*The exercise*
Set out the lines below as a numbered list, omitting blank lines and leaving the pictures out of your answer.

"""

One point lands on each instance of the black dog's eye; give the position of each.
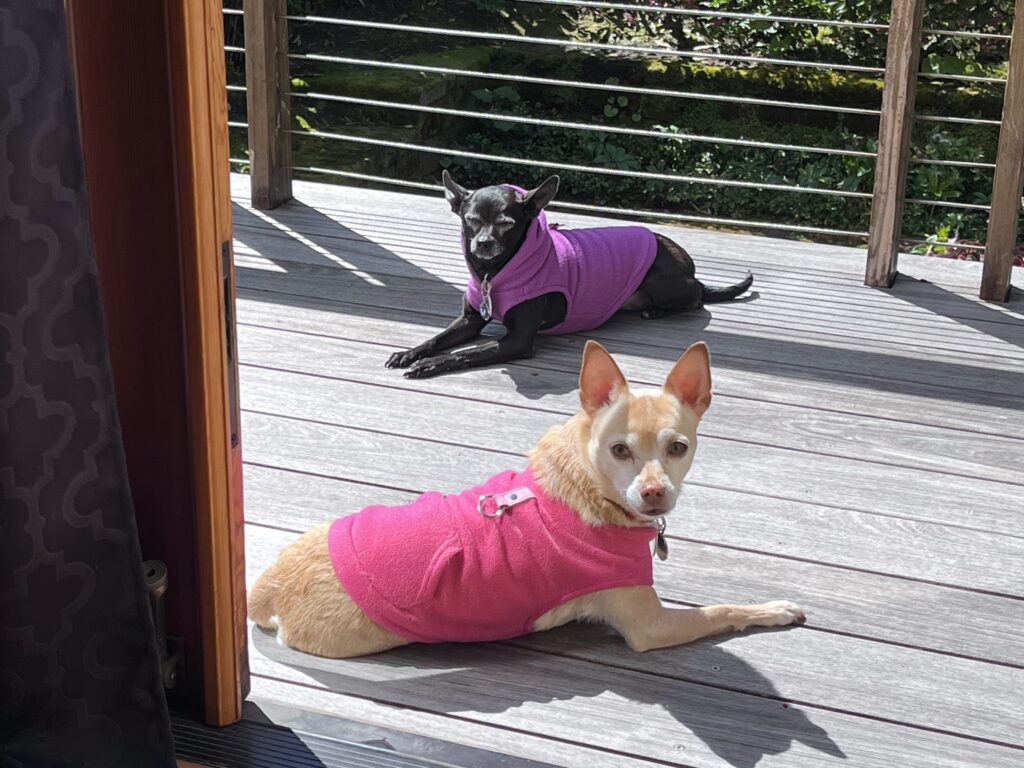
(621, 451)
(678, 449)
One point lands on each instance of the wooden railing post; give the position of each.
(902, 56)
(266, 98)
(1009, 175)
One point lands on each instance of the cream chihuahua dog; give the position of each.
(568, 539)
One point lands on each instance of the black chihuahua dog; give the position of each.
(537, 279)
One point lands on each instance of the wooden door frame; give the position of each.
(172, 79)
(199, 100)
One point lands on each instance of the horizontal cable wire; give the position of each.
(605, 209)
(964, 33)
(962, 121)
(939, 243)
(708, 180)
(960, 78)
(584, 126)
(614, 88)
(710, 12)
(581, 44)
(750, 16)
(955, 163)
(948, 204)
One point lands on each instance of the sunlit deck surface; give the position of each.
(863, 456)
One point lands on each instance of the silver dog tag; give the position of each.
(485, 299)
(662, 545)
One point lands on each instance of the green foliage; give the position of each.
(670, 153)
(752, 164)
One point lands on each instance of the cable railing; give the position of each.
(365, 115)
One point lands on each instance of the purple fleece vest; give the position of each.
(596, 270)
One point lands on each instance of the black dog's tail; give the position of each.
(711, 294)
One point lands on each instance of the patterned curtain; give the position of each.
(79, 672)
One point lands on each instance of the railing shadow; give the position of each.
(1005, 322)
(739, 728)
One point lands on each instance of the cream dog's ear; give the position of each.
(600, 380)
(689, 379)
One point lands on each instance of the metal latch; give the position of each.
(170, 649)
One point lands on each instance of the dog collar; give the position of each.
(504, 502)
(485, 298)
(662, 544)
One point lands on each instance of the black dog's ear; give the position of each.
(454, 194)
(537, 199)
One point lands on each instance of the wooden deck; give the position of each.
(864, 457)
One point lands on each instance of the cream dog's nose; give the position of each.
(652, 492)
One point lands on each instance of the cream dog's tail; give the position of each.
(262, 603)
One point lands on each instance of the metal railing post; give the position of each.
(902, 57)
(1009, 176)
(266, 99)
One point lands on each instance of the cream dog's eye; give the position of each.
(678, 449)
(621, 451)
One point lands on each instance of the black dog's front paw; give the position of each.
(402, 359)
(425, 369)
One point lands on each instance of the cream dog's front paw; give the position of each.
(779, 613)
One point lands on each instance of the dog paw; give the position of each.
(781, 613)
(422, 370)
(401, 359)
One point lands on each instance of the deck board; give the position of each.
(862, 456)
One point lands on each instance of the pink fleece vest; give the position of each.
(438, 570)
(596, 270)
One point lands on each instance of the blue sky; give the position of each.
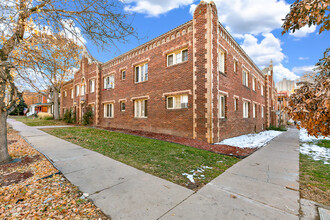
(255, 24)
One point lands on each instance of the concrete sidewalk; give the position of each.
(262, 186)
(121, 191)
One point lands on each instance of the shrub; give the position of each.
(45, 115)
(280, 128)
(88, 116)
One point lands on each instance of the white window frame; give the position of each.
(245, 109)
(122, 75)
(235, 66)
(177, 57)
(245, 78)
(111, 110)
(92, 85)
(222, 106)
(77, 90)
(83, 89)
(141, 72)
(121, 109)
(140, 106)
(179, 101)
(109, 82)
(221, 61)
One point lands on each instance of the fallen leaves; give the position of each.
(33, 197)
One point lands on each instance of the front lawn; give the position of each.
(32, 121)
(314, 180)
(173, 162)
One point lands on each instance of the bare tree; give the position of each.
(47, 65)
(102, 22)
(310, 104)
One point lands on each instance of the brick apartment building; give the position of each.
(194, 81)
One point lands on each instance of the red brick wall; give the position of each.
(180, 77)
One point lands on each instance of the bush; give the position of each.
(281, 128)
(88, 116)
(67, 117)
(45, 115)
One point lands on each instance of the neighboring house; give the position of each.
(36, 103)
(286, 85)
(194, 81)
(282, 98)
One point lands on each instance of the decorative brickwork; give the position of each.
(209, 90)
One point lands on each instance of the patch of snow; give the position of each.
(304, 137)
(190, 177)
(251, 140)
(316, 152)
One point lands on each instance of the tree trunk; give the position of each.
(4, 155)
(56, 105)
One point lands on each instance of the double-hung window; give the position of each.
(177, 57)
(222, 106)
(141, 108)
(235, 66)
(245, 109)
(109, 82)
(92, 86)
(108, 110)
(123, 74)
(245, 76)
(221, 61)
(83, 87)
(235, 104)
(122, 106)
(177, 102)
(141, 72)
(77, 90)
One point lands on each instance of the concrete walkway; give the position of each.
(262, 186)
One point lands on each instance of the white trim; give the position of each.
(140, 62)
(110, 101)
(223, 92)
(246, 100)
(177, 93)
(108, 74)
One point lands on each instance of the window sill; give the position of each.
(171, 109)
(177, 64)
(223, 73)
(141, 82)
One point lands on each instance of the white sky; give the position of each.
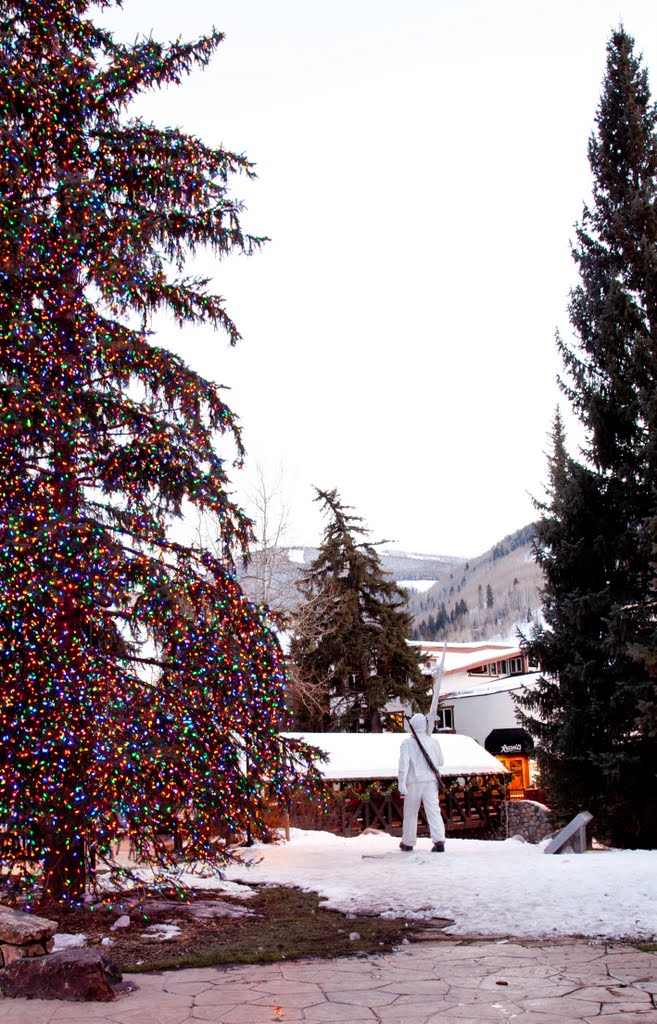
(421, 166)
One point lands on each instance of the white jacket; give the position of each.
(412, 765)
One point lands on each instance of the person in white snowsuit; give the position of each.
(418, 784)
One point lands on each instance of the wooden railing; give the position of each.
(472, 809)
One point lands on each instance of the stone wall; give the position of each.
(24, 935)
(529, 819)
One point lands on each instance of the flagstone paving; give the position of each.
(478, 982)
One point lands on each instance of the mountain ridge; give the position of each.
(453, 602)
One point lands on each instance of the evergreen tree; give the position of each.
(594, 541)
(136, 682)
(356, 626)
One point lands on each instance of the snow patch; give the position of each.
(66, 941)
(420, 586)
(487, 888)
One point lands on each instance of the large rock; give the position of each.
(18, 929)
(78, 975)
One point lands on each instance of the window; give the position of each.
(445, 719)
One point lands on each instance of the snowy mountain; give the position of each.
(434, 583)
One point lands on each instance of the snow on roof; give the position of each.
(376, 755)
(465, 656)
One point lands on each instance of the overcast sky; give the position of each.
(421, 166)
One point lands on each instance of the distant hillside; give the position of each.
(487, 598)
(270, 577)
(449, 598)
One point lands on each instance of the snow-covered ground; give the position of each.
(506, 888)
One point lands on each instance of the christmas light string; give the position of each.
(140, 692)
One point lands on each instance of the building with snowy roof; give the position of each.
(361, 770)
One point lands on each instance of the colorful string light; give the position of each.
(140, 691)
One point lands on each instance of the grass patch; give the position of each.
(286, 924)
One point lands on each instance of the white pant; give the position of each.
(427, 795)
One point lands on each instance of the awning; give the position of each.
(509, 741)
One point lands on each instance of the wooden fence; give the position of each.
(476, 808)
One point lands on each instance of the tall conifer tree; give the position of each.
(593, 539)
(353, 643)
(134, 676)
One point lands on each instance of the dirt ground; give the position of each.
(212, 928)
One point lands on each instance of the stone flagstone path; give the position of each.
(426, 983)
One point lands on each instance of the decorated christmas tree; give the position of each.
(139, 690)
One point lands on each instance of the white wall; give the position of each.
(477, 716)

"""

*Problem solution*
1. One point lands on each instance of the black dog's eye; give the position of each.
2. (621, 451)
3. (678, 449)
4. One point lands on each instance of the wooden railing post; give the position of each.
5. (902, 56)
6. (266, 98)
7. (1009, 175)
8. One point lands on each instance of the cream chihuahua dog; give the position of each.
9. (568, 539)
10. One point lands on each instance of the black chihuahua dog; give the position of each.
11. (537, 279)
12. One point lands on each instance of the wooden door frame; give the position of each.
13. (172, 79)
14. (199, 100)
15. One point lands on each instance of the horizontal cable wire; give the position of each.
16. (605, 209)
17. (964, 33)
18. (962, 121)
19. (939, 243)
20. (708, 180)
21. (960, 78)
22. (584, 126)
23. (614, 88)
24. (710, 12)
25. (581, 44)
26. (750, 16)
27. (955, 163)
28. (948, 204)
29. One point lands on each instance of the sunlit deck surface; give the position of each.
30. (863, 456)
31. One point lands on each instance of the silver dog tag; give the position of each.
32. (485, 299)
33. (662, 545)
34. One point lands on each instance of the green foliage; give the position of each.
35. (670, 153)
36. (752, 164)
37. One point lands on each instance of the cable railing; give the position of each.
38. (365, 115)
39. One point lands on each instance of the purple fleece vest; give the position of each.
40. (596, 270)
41. One point lands on each instance of the black dog's tail; give the position of each.
42. (711, 294)
43. One point lands on each instance of the patterned curtain; give the position of each.
44. (79, 672)
45. One point lands on each instance of the railing shadow; give the position of each.
46. (1005, 322)
47. (739, 728)
48. One point lands on each instance of the cream dog's ear; give the position of each.
49. (600, 380)
50. (689, 379)
51. One point lands on each instance of the metal latch; give the position of each.
52. (170, 649)
53. One point lands on each instance of the dog collar; give the position of each.
54. (504, 502)
55. (485, 298)
56. (662, 544)
57. One point lands on each instance of the black dog's ear; give the position of each.
58. (454, 194)
59. (537, 199)
60. One point lands on each instance of the wooden deck; give the position of each.
61. (864, 457)
62. One point lands on each instance of the cream dog's nose; give the position of each.
63. (652, 492)
64. One point lands on each instance of the cream dog's tail; give the position of each.
65. (262, 603)
66. One point lands on each instance of the metal railing post; give the position of each.
67. (902, 57)
68. (1009, 176)
69. (266, 99)
70. One point lands on each instance of the cream dog's eye; give the position of each.
71. (678, 449)
72. (621, 451)
73. One point lands on each instance of the black dog's front paw; give the position of each.
74. (402, 359)
75. (425, 369)
76. One point lands on each instance of the cream dog's front paw; give the position of each.
77. (779, 613)
78. One point lands on each instance of the dog paw; give the position of each.
79. (781, 613)
80. (422, 370)
81. (401, 359)
82. One point lands on each instance of the deck board; give the position of each.
83. (862, 456)
84. One point lands on each instance of the pink fleece vest; give the position of each.
85. (438, 570)
86. (596, 270)
87. One point lands on each instance of the blue sky; give the position of each.
88. (255, 24)
89. One point lands on each instance of the concrete sidewalk; give the position of each.
90. (262, 186)
91. (121, 191)
92. One point lands on each instance of the shrub; give the position of each.
93. (45, 115)
94. (280, 128)
95. (88, 116)
96. One point lands on each instance of the white window frame; give the position of each.
97. (245, 109)
98. (122, 75)
99. (235, 66)
100. (177, 57)
101. (245, 78)
102. (111, 110)
103. (92, 85)
104. (222, 106)
105. (77, 90)
106. (83, 89)
107. (141, 72)
108. (121, 109)
109. (140, 106)
110. (179, 101)
111. (109, 82)
112. (221, 61)
113. One point lands on each instance of the fallen leaves; give the position of each.
114. (33, 197)
115. One point lands on each instance of the front lawn; give the position of each.
116. (32, 121)
117. (314, 180)
118. (173, 162)
119. One point lands on each instance of the bare tree; give the position of each.
120. (47, 65)
121. (102, 22)
122. (310, 104)
123. One point lands on each instance of the brick apartment building; give the position of each.
124. (194, 81)
125. One point lands on each instance of the red brick wall; give the position of each.
126. (180, 77)
127. One point lands on each instance of the bush; give the position of each.
128. (281, 128)
129. (88, 116)
130. (67, 117)
131. (45, 115)
132. One point lands on each instance of the neighboring house; give the position of each.
133. (36, 103)
134. (286, 85)
135. (194, 81)
136. (282, 98)
137. One point lands on each instance of the decorative brickwork; give the position of each.
138. (209, 90)
139. One point lands on each instance of the patch of snow; give the position of each.
140. (304, 137)
141. (190, 177)
142. (251, 140)
143. (316, 152)
144. One point lands on each instance of the tree trunk; give the position of each.
145. (4, 155)
146. (56, 105)
147. One point lands on each instance of the double-hung window; give the position of each.
148. (177, 57)
149. (222, 106)
150. (141, 108)
151. (235, 66)
152. (245, 109)
153. (109, 82)
154. (92, 86)
155. (108, 110)
156. (123, 74)
157. (245, 76)
158. (221, 61)
159. (83, 87)
160. (235, 104)
161. (122, 106)
162. (177, 102)
163. (141, 72)
164. (77, 90)
165. One point lands on each instance of the concrete walkway; give the position of each.
166. (262, 186)
167. One point lands on each instance of the white trim; give the position of each.
168. (140, 62)
169. (110, 101)
170. (223, 92)
171. (246, 100)
172. (177, 93)
173. (108, 74)
174. One point lands on each instance of the window sill; give the position of each.
175. (171, 109)
176. (177, 64)
177. (223, 73)
178. (141, 82)
179. One point lands on each instance of the white sky; give the position of each.
180. (421, 166)
181. One point lands on each instance of the white jacket; give the position of each.
182. (412, 765)
183. One point lands on each instance of the person in white snowsuit; give the position of each.
184. (418, 784)
185. One point lands on each instance of the wooden railing; give the position of each.
186. (472, 809)
187. One point lands on each instance of the stone wall; give the position of each.
188. (24, 935)
189. (529, 819)
190. One point lands on each instance of the flagstone paving; give the position of each.
191. (478, 982)
192. One point lands on each instance of the mountain ridge; give the position of each.
193. (453, 602)
194. One point lands on each instance of the evergreen tree; give the position of each.
195. (594, 541)
196. (136, 682)
197. (356, 626)
198. One point lands on each instance of the snow patch; give the position of each.
199. (66, 941)
200. (420, 586)
201. (487, 888)
202. One point lands on each instance of the large rock; give the position of each.
203. (18, 929)
204. (78, 975)
205. One point lands on each instance of the window; give the position of each.
206. (445, 719)
207. One point lands on each instance of the snowy mountain; give the position of each.
208. (434, 583)
209. One point lands on each instance of the snow on roof; give the position of each.
210. (376, 755)
211. (465, 656)
212. One point lands on each instance of the overcast sky; give the position of each.
213. (421, 166)
214. One point lands on each instance of the distant hillside; give the position of each.
215. (487, 598)
216. (270, 577)
217. (449, 598)
218. One point lands on each instance of the snow-covered ground; give the position of each.
219. (506, 888)
220. One point lands on each instance of the christmas light string; give the position of each.
221. (140, 692)
222. One point lands on each instance of the building with snowy roof; give the position of each.
223. (361, 770)
224. One point lands on each instance of the colorful string light; give the position of each.
225. (140, 691)
226. One point lands on each instance of the grass patch; give the position of each.
227. (286, 924)
228. One point lands on each instance of the white pant; give the position of each.
229. (427, 795)
230. One point lands on each instance of the awning; give the position of each.
231. (509, 741)
232. One point lands on each instance of the wooden fence; give the position of each.
233. (476, 808)
234. One point lands on each instance of the tall conifer tree; give the position of each.
235. (593, 539)
236. (353, 643)
237. (134, 676)
238. One point lands on each instance of the dirt ground; give the position of each.
239. (212, 928)
240. One point lands on each instance of the stone flagstone path; give the position of each.
241. (426, 983)
242. One point lands on each instance of the decorated christmas tree; give the position of each.
243. (139, 690)
244. One point lands on each instance of the white wall; give the position of each.
245. (477, 716)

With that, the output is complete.